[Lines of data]
>>>

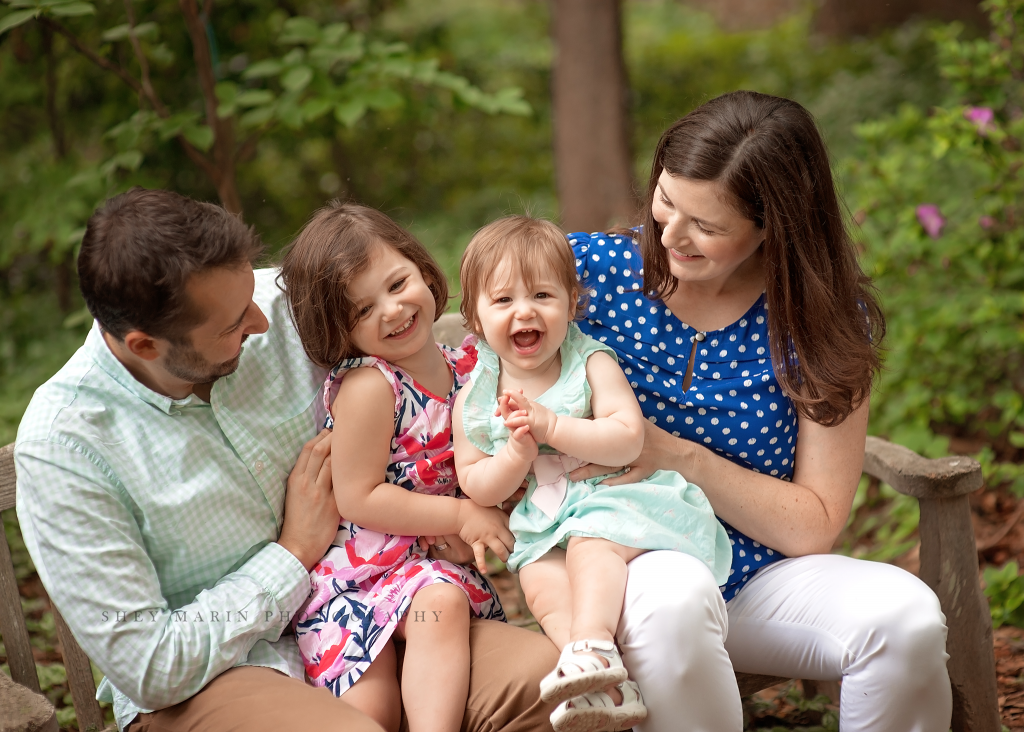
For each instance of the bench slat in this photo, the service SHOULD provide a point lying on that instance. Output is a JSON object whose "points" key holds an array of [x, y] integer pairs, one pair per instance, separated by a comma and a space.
{"points": [[15, 635], [83, 687]]}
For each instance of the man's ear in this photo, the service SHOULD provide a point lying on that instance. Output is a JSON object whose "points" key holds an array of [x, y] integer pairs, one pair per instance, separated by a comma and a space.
{"points": [[141, 345]]}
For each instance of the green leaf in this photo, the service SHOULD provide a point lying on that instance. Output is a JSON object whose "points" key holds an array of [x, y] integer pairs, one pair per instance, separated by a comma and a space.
{"points": [[334, 33], [227, 93], [254, 97], [314, 109], [145, 31], [383, 98], [13, 19], [257, 117], [348, 113], [74, 9], [261, 70], [300, 30], [199, 135], [296, 79], [291, 114], [129, 160]]}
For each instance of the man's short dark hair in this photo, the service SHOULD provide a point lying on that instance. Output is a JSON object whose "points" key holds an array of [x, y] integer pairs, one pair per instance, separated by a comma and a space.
{"points": [[139, 251]]}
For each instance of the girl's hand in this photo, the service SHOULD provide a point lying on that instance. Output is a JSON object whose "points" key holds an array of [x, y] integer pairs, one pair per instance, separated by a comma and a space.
{"points": [[482, 527], [523, 412], [660, 451]]}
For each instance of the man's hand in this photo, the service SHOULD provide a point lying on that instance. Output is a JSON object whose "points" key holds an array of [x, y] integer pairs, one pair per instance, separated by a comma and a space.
{"points": [[482, 527], [456, 551], [310, 512]]}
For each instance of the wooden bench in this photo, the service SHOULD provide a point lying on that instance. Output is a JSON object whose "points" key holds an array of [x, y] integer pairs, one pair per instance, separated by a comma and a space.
{"points": [[948, 565]]}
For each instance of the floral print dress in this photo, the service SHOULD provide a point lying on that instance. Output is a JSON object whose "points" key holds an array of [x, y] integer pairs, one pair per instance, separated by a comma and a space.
{"points": [[365, 585]]}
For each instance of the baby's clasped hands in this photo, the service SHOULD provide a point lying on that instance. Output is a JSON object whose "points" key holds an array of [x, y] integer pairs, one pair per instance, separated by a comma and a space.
{"points": [[523, 415]]}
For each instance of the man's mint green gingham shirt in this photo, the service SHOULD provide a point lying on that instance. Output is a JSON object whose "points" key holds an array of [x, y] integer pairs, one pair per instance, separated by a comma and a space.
{"points": [[153, 521]]}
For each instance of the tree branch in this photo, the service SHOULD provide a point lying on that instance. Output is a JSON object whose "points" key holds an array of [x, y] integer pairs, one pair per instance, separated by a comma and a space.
{"points": [[194, 155], [91, 55], [143, 65], [56, 129], [247, 147], [223, 130], [204, 63]]}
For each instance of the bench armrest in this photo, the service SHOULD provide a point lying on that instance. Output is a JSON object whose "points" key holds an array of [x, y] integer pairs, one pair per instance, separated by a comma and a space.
{"points": [[912, 475]]}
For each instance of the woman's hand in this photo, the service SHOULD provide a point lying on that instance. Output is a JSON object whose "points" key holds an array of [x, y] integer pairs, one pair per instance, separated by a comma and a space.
{"points": [[482, 527], [660, 451]]}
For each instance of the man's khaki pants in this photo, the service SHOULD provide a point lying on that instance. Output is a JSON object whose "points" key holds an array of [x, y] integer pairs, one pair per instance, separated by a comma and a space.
{"points": [[507, 664]]}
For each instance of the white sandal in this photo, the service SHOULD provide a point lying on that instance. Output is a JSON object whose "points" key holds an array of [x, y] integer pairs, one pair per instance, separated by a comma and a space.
{"points": [[597, 713], [579, 673]]}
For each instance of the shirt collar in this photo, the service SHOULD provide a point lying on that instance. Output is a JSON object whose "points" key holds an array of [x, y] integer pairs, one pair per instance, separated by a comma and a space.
{"points": [[101, 354]]}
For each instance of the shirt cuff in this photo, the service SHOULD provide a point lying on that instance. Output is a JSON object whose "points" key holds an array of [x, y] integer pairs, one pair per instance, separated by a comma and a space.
{"points": [[280, 573]]}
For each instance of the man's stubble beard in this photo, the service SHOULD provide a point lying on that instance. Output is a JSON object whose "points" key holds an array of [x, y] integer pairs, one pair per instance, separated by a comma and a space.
{"points": [[184, 362]]}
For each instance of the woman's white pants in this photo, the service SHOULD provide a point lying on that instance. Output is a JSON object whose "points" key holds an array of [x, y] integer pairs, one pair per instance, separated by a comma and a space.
{"points": [[823, 617]]}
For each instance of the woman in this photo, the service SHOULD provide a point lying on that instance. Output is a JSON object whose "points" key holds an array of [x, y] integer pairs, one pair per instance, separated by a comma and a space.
{"points": [[751, 337]]}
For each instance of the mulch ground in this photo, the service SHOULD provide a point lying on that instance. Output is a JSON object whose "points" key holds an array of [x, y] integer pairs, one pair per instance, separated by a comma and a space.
{"points": [[999, 531]]}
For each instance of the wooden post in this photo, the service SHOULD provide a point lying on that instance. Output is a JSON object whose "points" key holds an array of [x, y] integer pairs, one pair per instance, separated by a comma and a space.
{"points": [[589, 88], [949, 566]]}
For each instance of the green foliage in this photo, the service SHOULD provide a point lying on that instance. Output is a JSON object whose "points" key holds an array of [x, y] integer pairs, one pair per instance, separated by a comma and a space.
{"points": [[1005, 590], [953, 295]]}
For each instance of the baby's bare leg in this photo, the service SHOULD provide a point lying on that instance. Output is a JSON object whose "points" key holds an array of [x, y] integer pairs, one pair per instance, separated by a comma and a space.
{"points": [[546, 585], [376, 693], [435, 672], [597, 573]]}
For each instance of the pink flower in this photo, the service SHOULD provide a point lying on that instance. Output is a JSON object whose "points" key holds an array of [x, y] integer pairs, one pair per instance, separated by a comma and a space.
{"points": [[981, 117], [931, 219]]}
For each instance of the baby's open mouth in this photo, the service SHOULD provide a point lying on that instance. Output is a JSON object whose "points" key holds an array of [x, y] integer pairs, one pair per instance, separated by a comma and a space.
{"points": [[526, 341], [401, 330]]}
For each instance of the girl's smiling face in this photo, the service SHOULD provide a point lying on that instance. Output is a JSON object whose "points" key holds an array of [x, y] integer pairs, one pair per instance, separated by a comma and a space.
{"points": [[707, 240], [394, 306], [524, 324]]}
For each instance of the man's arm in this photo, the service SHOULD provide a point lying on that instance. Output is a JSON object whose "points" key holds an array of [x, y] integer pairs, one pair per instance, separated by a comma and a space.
{"points": [[86, 545]]}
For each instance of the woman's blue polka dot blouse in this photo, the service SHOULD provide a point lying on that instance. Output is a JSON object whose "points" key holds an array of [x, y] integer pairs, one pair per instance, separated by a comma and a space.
{"points": [[734, 405]]}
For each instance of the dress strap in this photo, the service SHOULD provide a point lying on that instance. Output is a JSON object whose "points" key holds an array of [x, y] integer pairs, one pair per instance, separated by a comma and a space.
{"points": [[478, 408], [333, 382]]}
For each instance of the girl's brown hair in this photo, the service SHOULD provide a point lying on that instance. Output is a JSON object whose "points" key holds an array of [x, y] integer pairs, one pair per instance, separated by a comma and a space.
{"points": [[334, 248], [534, 247], [825, 327]]}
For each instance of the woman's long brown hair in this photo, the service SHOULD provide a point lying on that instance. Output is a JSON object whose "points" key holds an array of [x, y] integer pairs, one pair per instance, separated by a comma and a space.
{"points": [[824, 324]]}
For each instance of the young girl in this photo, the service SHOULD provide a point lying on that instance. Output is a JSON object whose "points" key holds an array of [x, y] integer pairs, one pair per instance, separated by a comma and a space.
{"points": [[543, 400], [364, 295]]}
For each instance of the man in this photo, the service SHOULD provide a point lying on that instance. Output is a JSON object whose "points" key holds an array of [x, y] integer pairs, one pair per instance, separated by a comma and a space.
{"points": [[152, 488]]}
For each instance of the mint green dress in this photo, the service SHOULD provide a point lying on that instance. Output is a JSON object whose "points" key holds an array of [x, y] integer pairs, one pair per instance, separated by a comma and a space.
{"points": [[662, 512]]}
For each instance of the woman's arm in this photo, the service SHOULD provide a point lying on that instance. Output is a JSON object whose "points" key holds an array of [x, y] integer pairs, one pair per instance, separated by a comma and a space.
{"points": [[488, 480], [364, 417], [800, 517], [615, 435]]}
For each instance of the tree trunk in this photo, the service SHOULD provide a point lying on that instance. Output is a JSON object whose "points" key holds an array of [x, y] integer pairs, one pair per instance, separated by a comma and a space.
{"points": [[589, 86]]}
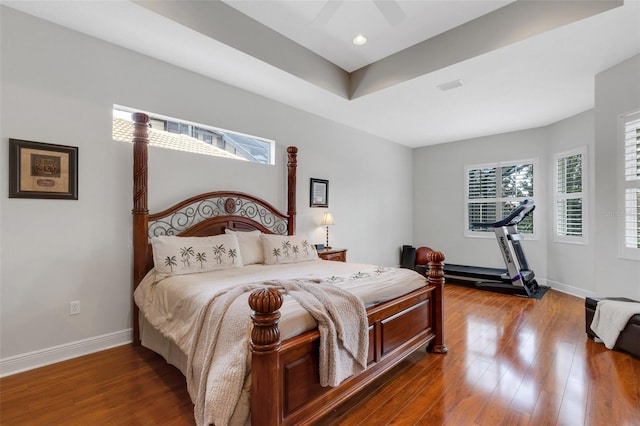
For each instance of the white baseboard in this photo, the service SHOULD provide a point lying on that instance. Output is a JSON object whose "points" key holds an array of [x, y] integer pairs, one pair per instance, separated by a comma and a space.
{"points": [[40, 358], [566, 288]]}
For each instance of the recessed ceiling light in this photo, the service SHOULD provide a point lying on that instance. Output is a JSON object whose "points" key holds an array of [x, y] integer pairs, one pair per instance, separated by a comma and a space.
{"points": [[450, 85], [359, 40]]}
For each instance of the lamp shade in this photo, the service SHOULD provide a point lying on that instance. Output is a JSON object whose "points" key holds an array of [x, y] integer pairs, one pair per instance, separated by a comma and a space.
{"points": [[327, 219]]}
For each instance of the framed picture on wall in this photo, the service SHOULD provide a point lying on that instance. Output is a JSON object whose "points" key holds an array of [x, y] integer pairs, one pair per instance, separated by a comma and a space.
{"points": [[42, 170], [319, 193]]}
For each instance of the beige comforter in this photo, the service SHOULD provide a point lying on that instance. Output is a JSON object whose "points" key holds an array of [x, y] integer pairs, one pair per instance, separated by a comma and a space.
{"points": [[171, 304], [217, 364]]}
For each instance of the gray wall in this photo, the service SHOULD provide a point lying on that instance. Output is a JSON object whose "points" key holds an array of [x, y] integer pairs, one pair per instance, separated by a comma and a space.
{"points": [[439, 196], [592, 269], [571, 266], [617, 93], [59, 86]]}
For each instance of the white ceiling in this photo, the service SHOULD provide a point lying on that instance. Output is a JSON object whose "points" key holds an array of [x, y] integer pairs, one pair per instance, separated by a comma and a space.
{"points": [[521, 67]]}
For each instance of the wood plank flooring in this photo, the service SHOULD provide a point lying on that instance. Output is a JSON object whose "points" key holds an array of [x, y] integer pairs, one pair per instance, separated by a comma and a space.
{"points": [[511, 361]]}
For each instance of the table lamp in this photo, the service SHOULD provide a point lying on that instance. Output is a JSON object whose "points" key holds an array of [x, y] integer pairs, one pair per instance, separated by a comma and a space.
{"points": [[327, 220]]}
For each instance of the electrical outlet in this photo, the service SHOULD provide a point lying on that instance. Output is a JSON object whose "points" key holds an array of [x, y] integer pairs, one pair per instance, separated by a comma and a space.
{"points": [[74, 307]]}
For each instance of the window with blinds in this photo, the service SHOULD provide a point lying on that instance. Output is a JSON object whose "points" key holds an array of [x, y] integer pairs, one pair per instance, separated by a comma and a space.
{"points": [[630, 212], [494, 190], [569, 196]]}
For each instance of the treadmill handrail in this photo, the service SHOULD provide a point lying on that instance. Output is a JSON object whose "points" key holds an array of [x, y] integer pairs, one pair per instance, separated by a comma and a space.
{"points": [[515, 217]]}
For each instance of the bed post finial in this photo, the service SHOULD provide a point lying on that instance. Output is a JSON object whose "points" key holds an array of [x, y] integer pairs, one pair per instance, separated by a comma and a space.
{"points": [[292, 164], [265, 342], [140, 210], [435, 277]]}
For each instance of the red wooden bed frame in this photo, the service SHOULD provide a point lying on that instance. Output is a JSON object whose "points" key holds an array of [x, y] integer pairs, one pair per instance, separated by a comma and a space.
{"points": [[285, 378]]}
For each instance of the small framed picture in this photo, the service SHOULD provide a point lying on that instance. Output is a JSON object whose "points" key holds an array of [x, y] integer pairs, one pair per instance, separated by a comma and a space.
{"points": [[319, 193], [42, 170]]}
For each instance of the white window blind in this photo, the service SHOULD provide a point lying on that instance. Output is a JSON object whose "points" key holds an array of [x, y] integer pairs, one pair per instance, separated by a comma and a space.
{"points": [[569, 199], [630, 217], [494, 190]]}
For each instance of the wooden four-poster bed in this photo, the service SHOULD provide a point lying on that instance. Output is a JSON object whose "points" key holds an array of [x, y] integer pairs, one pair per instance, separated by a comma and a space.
{"points": [[284, 382]]}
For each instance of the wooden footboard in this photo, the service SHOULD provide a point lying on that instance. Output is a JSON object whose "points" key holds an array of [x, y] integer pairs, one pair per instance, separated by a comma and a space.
{"points": [[285, 375]]}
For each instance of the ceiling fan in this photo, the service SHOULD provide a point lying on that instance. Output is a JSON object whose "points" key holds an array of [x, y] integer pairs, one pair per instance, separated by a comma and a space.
{"points": [[390, 9]]}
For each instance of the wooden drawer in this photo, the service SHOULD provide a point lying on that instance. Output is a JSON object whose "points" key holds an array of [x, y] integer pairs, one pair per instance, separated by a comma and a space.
{"points": [[338, 255]]}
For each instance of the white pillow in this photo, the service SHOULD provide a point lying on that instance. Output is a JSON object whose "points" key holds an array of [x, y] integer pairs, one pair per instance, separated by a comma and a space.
{"points": [[287, 249], [186, 255], [250, 246]]}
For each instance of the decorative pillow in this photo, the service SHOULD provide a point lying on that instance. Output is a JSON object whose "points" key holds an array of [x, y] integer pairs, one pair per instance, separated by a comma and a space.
{"points": [[188, 255], [250, 246], [287, 249]]}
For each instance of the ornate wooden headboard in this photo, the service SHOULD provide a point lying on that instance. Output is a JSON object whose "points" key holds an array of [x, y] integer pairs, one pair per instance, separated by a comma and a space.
{"points": [[202, 215]]}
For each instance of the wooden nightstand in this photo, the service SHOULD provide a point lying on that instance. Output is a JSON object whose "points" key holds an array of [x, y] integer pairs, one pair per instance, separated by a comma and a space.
{"points": [[338, 255]]}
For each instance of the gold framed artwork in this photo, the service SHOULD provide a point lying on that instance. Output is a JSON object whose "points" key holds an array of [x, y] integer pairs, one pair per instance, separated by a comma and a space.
{"points": [[42, 170], [319, 193]]}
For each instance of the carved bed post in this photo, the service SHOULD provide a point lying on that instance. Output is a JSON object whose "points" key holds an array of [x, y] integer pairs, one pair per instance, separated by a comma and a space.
{"points": [[140, 210], [265, 343], [436, 278], [292, 164]]}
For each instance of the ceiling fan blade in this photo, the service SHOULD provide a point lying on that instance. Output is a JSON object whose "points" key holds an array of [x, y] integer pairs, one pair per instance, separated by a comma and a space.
{"points": [[391, 11], [326, 13]]}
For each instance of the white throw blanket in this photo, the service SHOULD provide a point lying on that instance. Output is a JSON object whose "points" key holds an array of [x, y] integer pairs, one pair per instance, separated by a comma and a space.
{"points": [[610, 318], [219, 359]]}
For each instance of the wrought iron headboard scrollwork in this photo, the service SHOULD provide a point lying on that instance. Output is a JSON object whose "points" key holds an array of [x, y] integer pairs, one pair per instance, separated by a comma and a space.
{"points": [[220, 205], [202, 215]]}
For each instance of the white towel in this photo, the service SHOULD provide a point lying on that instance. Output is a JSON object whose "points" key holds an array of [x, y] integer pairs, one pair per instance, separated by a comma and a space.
{"points": [[610, 319]]}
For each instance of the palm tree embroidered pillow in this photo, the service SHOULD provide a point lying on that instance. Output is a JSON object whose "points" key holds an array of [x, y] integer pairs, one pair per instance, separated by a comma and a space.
{"points": [[250, 246], [187, 255], [287, 249]]}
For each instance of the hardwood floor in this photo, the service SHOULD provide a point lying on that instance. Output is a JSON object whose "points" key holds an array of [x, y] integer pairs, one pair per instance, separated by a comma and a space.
{"points": [[511, 361]]}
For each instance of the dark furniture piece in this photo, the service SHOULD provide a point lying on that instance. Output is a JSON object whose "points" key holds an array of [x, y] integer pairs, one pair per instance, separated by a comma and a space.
{"points": [[629, 339]]}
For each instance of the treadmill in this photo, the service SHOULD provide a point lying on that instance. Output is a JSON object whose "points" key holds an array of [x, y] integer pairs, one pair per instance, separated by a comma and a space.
{"points": [[517, 279]]}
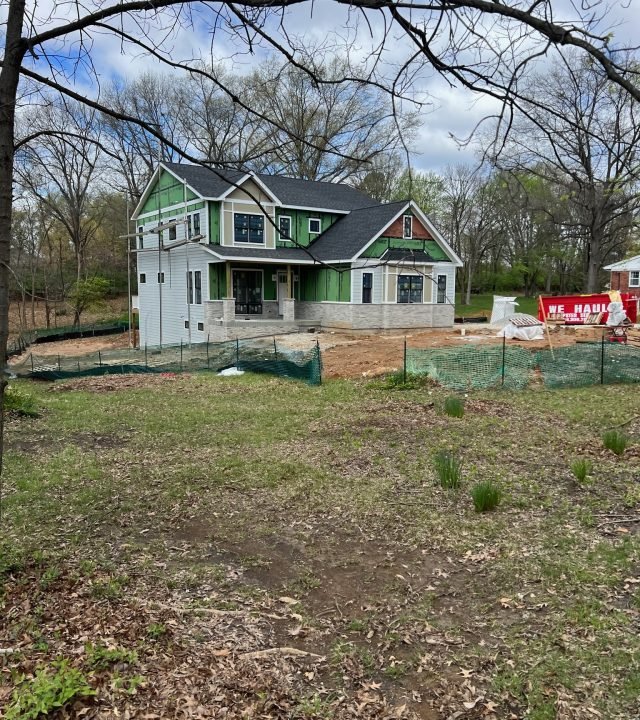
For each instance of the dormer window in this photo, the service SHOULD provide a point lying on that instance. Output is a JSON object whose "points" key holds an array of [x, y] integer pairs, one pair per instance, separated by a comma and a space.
{"points": [[407, 227]]}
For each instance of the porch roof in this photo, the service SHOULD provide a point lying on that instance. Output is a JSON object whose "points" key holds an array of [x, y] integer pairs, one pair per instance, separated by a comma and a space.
{"points": [[270, 255]]}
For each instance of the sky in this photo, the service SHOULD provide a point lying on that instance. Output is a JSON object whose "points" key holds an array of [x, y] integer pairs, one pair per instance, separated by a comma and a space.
{"points": [[449, 116]]}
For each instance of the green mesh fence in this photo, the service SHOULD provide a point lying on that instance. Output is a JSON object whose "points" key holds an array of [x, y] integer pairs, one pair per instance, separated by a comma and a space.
{"points": [[589, 364], [473, 368], [258, 355], [30, 337]]}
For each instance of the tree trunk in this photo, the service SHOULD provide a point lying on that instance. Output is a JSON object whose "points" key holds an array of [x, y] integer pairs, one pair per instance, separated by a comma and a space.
{"points": [[9, 77]]}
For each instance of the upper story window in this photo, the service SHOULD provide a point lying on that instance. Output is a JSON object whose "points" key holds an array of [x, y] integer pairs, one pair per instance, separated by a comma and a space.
{"points": [[407, 227], [248, 228], [284, 227], [367, 286]]}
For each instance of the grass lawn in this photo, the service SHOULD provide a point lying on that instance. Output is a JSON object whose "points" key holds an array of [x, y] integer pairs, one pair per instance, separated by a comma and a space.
{"points": [[251, 547], [482, 304]]}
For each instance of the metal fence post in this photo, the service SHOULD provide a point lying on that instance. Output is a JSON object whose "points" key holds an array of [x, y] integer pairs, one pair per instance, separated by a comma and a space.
{"points": [[404, 362]]}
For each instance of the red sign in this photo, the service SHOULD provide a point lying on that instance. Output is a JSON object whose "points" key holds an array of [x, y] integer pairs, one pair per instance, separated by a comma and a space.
{"points": [[576, 308]]}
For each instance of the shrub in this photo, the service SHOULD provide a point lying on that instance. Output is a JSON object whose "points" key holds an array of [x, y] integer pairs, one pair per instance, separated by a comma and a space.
{"points": [[615, 441], [50, 689], [581, 468], [486, 496], [18, 401], [454, 406], [448, 468]]}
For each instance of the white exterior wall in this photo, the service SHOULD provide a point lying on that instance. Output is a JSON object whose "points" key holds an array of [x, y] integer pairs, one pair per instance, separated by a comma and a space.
{"points": [[450, 271], [174, 296]]}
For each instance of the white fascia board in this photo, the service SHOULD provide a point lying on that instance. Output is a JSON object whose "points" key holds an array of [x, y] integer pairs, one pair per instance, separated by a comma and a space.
{"points": [[145, 194], [437, 236], [377, 235], [154, 178], [258, 182], [271, 261], [310, 209]]}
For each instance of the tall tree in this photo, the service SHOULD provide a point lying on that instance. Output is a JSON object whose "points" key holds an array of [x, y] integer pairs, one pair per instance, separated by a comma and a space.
{"points": [[486, 47], [582, 134]]}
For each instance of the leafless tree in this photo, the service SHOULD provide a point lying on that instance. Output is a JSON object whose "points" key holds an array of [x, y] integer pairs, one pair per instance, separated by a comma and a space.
{"points": [[485, 46], [583, 137], [58, 168]]}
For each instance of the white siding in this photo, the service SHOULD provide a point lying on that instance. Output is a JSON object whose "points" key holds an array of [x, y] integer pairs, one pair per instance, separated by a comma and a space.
{"points": [[449, 270], [174, 296], [356, 283]]}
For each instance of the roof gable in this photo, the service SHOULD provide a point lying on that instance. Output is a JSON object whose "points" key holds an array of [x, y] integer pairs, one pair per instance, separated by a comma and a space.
{"points": [[631, 264]]}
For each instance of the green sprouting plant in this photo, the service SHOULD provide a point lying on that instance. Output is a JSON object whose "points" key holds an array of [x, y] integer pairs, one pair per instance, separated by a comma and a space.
{"points": [[454, 406], [20, 402], [50, 689], [615, 441], [100, 657], [581, 468], [486, 496], [448, 468], [156, 630]]}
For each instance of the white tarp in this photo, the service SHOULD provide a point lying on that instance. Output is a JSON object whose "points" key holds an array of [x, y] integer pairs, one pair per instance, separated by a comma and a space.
{"points": [[617, 314], [502, 307], [531, 332]]}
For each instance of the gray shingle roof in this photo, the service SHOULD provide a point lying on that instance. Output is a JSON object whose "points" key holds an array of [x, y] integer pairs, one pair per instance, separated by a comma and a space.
{"points": [[350, 234], [204, 180], [290, 191], [293, 254]]}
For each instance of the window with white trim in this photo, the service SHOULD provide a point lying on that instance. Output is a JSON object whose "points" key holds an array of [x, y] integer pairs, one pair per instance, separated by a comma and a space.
{"points": [[248, 228], [194, 287], [410, 288], [367, 287], [407, 227], [284, 228]]}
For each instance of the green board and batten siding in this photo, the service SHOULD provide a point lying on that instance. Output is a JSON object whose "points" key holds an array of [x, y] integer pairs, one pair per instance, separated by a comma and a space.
{"points": [[166, 192], [325, 284], [381, 245]]}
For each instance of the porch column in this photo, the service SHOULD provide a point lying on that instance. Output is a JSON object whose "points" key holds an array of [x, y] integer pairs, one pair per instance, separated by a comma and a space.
{"points": [[288, 310]]}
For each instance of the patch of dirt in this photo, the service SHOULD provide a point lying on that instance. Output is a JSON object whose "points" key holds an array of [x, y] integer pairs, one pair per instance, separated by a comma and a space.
{"points": [[113, 383]]}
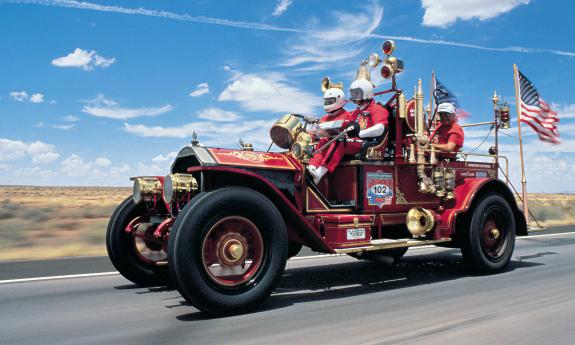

<<<

_JOB_
Identify every line in the entries above that contains the word "porch", and copy each of those lines. Case counts.

_ANSWER BELOW_
For each instance of the porch roof in this photo, the service SHOULD provide a point lying on that instance. Output is a JSON object whose "points" key holds an array of [x, y] integer pairs, one pair per instance, separated by a comma and a space.
For each instance of the porch column in this photo, the service SHOULD provide a point lying on that instance. Output is a JSON object whose "points" key holds an array of [x, y] integer pairs, one pair per instance, separated by a comma and a space.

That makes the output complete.